Excerpt Block Start

I thought it rained every afternoon up here - 'set your clock by the afternoon storm mate'. When we got up on Saturday there was no afternoon storm. The kids were disappointed and I lost a little credibility with Sophie and Laura. I did get some of that back, however briefly, when it stormed at midnight and bucketed down through till late morning the next day (see the pics). It hasn't rained since. But it has been threatening to. I'm telling the kids that we're living in strange times with climate change and stuff like that (you know, to keep the rabbits out).
We're in a bit of a routine now. Nicole and Amber are exercising in the morning and when Nic gets back she logs on to the 'Sacred Space' website for some morning quiet time. This is hard, given that the six of us are living in a small two-bedroom chalet. While Nic centres and meditates on the reading for the day, we are climbing over her and the chairs to get from the bedroom to the table for breakfast, amidst the usual robust dialogue of siblings and a father yelling out to the kids to 'keep it down while your mother meditates'. There is a 'jumping pillow' in the complex and a pool (see pics) and enough to keep the kids entertained, at least for the next little while.

Excerpt Block End
Source information Block Start

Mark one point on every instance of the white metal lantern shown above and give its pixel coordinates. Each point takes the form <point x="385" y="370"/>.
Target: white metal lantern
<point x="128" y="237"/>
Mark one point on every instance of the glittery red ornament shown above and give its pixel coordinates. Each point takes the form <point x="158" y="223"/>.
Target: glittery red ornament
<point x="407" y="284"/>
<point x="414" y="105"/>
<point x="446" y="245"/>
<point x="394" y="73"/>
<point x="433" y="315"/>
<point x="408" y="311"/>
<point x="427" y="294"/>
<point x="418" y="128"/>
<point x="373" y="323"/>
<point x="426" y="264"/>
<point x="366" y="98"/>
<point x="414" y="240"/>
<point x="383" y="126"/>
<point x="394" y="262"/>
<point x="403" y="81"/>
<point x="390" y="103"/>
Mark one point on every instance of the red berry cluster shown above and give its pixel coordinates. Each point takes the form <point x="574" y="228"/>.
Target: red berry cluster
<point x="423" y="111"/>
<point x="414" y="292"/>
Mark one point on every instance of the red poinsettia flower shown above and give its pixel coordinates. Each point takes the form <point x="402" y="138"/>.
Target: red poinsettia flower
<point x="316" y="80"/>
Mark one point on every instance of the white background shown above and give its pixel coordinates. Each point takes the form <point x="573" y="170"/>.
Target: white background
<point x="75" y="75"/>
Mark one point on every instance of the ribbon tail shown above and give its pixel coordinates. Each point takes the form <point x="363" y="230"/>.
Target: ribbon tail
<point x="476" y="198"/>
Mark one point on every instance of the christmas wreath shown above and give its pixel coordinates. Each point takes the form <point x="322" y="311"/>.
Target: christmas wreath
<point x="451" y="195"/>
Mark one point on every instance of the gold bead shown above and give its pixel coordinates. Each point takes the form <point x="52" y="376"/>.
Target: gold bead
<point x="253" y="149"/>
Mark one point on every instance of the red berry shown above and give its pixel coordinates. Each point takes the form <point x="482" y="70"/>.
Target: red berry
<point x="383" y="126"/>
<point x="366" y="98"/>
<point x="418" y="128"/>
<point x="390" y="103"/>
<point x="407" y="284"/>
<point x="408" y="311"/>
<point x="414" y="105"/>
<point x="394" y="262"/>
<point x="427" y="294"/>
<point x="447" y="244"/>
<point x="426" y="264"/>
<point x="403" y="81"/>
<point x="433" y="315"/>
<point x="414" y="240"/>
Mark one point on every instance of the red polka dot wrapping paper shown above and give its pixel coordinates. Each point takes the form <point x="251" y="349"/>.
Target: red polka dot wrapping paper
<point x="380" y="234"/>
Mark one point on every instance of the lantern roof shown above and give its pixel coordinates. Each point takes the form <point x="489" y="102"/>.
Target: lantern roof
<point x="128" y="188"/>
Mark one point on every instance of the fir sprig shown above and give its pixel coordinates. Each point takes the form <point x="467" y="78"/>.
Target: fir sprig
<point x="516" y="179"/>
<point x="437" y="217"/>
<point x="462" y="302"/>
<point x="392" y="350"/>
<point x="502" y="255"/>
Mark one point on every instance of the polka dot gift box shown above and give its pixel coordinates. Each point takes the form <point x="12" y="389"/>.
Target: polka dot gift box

Source information Block End

◆ Task:
Please list every phrase that the excerpt above puts in single quotation marks, in the order they appear.

◆ Response:
1. set your clock by the afternoon storm mate
2. Sacred Space
3. keep it down while your mother meditates
4. jumping pillow